> Work order:
The result should be every line that contains the word "mantel", taken from the material.

== The input ==

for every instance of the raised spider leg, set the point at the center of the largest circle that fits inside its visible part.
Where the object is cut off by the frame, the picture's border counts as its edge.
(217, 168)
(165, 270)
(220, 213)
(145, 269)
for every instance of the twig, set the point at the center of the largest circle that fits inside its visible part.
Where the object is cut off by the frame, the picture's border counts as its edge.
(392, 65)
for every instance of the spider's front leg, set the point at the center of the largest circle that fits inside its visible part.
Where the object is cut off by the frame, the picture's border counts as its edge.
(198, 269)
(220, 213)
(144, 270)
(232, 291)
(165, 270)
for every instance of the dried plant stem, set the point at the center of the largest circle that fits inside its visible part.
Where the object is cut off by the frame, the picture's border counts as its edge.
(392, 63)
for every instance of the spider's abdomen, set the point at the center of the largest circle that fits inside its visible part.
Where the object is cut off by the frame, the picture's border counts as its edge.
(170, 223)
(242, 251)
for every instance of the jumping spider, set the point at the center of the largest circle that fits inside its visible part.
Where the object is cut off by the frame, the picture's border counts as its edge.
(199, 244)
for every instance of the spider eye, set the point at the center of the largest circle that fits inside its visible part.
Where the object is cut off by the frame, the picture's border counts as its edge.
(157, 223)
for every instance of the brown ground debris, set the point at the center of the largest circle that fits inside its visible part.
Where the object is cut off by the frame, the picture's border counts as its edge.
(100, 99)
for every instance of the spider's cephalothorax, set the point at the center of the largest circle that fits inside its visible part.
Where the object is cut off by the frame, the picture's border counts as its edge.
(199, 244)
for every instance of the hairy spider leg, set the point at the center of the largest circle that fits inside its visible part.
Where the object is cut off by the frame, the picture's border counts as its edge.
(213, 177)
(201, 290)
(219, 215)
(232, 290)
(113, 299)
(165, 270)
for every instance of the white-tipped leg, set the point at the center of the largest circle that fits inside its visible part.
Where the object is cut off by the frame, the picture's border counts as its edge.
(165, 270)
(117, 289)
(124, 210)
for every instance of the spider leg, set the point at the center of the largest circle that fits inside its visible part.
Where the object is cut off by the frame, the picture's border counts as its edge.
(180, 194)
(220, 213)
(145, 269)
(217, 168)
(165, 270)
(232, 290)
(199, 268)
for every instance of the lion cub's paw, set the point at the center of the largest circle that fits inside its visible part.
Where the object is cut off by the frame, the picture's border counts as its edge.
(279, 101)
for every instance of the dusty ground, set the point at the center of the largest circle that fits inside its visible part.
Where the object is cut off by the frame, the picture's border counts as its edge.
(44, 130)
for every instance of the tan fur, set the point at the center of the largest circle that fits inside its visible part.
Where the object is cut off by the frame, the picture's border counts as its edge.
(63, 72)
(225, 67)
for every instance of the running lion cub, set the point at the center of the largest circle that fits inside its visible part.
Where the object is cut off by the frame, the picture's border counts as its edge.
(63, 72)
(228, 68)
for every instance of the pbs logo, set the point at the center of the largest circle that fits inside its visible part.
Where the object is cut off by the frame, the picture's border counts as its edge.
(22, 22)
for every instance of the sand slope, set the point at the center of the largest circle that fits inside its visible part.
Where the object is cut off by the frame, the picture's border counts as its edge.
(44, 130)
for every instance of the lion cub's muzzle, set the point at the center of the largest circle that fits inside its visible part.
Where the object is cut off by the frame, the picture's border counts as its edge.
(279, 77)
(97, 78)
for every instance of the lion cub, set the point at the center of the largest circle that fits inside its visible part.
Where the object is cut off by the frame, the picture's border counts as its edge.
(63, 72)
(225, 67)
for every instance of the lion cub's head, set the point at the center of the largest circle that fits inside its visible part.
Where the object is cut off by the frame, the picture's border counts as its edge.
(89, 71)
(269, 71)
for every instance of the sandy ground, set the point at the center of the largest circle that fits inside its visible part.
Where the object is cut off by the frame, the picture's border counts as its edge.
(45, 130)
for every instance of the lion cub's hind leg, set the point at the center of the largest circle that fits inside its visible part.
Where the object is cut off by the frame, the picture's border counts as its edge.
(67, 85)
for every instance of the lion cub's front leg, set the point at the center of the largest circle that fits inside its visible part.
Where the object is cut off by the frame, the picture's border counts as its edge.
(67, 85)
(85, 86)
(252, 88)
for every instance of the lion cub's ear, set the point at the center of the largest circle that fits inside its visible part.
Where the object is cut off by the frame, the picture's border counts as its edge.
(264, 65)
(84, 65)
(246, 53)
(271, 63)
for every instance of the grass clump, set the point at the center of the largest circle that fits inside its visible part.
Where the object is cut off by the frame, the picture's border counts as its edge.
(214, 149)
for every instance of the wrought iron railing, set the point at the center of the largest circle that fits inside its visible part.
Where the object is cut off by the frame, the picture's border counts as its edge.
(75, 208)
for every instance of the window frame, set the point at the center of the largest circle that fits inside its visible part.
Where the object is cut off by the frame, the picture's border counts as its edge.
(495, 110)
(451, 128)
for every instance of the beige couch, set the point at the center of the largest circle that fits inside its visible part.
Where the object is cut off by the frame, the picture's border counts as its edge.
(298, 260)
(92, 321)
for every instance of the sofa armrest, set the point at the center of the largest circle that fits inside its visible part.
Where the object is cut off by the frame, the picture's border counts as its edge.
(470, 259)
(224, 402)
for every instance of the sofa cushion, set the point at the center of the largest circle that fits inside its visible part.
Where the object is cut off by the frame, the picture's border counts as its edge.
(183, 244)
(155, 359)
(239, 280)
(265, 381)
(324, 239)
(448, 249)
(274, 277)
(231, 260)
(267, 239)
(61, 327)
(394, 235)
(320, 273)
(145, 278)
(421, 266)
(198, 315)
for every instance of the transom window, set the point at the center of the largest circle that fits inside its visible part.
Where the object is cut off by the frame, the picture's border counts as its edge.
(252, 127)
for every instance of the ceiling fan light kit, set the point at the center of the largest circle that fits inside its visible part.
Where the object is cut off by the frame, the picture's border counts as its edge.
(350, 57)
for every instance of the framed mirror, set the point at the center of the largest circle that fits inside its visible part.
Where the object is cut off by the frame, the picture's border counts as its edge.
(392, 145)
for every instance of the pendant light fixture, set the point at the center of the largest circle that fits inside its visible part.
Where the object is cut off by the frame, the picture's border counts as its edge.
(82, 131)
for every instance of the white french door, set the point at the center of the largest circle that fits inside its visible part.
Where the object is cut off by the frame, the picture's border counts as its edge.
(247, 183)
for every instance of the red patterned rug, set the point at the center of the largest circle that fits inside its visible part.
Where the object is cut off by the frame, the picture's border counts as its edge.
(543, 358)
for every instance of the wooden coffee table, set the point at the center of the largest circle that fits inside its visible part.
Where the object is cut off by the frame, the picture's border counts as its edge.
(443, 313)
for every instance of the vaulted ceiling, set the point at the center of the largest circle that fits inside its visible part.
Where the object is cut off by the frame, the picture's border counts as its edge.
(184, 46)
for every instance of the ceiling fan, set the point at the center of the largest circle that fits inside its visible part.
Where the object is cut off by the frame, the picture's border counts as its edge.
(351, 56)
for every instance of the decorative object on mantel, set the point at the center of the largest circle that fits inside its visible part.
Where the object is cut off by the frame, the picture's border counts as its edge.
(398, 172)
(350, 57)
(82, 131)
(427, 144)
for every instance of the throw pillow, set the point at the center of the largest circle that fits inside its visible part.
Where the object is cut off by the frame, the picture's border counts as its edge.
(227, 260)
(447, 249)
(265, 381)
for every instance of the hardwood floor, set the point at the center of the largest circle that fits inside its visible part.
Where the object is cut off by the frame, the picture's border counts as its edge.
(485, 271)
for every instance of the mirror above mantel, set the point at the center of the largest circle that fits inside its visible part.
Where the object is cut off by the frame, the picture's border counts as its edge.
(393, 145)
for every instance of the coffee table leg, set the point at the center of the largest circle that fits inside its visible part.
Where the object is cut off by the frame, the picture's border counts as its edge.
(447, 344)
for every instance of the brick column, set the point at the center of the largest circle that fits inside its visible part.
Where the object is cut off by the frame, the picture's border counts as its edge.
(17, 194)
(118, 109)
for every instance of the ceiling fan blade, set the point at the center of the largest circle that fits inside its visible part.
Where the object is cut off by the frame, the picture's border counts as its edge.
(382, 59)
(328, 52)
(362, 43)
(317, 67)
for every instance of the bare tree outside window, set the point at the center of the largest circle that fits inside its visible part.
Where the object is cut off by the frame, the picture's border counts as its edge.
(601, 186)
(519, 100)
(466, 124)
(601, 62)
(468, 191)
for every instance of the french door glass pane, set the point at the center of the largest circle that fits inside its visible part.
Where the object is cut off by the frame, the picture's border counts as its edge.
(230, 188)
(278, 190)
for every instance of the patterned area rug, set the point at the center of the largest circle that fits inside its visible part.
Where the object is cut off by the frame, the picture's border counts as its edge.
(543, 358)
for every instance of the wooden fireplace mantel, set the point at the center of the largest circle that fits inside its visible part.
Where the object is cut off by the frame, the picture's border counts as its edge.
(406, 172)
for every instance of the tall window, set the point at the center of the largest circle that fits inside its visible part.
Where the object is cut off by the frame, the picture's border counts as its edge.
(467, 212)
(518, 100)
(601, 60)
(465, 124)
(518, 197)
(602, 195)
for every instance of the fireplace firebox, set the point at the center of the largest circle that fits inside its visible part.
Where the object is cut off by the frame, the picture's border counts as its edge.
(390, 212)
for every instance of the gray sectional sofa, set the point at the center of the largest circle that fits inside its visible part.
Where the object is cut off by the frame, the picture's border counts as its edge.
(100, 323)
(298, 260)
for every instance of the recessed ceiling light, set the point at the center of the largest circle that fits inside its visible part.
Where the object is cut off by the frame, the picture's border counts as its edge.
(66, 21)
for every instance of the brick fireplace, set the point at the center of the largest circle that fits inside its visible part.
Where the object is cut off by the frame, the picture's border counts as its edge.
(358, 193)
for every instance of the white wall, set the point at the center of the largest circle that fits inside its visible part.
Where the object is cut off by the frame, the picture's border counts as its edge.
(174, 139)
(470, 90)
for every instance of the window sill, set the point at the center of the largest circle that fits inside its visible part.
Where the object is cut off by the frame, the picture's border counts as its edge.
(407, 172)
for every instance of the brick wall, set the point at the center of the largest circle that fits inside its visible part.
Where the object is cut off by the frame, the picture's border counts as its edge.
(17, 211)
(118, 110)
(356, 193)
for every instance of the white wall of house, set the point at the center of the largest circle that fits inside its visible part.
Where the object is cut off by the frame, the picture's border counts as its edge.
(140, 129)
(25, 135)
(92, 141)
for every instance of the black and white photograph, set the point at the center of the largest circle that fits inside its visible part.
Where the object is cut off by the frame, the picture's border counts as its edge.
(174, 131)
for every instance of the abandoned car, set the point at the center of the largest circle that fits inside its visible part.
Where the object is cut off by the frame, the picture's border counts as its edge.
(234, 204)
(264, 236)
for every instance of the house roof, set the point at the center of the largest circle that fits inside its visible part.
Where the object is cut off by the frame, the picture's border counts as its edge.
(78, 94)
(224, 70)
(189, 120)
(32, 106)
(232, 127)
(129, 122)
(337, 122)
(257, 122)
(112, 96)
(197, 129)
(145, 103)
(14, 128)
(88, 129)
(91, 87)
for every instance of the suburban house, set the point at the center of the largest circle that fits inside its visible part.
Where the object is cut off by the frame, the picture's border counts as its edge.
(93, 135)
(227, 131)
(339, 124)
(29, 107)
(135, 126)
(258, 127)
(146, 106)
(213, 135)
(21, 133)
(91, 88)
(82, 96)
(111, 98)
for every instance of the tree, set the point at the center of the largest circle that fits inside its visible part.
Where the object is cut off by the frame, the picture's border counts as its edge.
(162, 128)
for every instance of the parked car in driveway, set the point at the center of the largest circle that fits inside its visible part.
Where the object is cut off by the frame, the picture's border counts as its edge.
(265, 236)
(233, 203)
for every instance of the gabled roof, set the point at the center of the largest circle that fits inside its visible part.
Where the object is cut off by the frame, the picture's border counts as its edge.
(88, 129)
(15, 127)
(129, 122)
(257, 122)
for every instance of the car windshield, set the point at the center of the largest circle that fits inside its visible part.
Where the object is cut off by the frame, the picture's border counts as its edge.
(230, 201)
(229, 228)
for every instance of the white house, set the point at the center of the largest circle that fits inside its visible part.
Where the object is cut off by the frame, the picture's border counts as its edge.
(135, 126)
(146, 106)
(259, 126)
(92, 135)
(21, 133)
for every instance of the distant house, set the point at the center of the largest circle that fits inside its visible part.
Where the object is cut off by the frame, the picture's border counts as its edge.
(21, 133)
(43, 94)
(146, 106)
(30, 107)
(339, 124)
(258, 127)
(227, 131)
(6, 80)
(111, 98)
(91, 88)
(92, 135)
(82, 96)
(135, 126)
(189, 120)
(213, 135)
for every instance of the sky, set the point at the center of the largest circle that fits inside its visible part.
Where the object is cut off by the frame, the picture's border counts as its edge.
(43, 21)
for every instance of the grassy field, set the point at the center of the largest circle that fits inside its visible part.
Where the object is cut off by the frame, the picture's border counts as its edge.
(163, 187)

===

> Task answer:
for every instance of the decorative object on mantel, set the point at the center of the largest circle that fits inside its visible part.
for every instance of the mirror above mantel, set the point at the center of the largest circle that fits inside its visible part.
for every instance of the wooden fireplace mantel, set the point at the center of the largest circle that fits inside its visible part.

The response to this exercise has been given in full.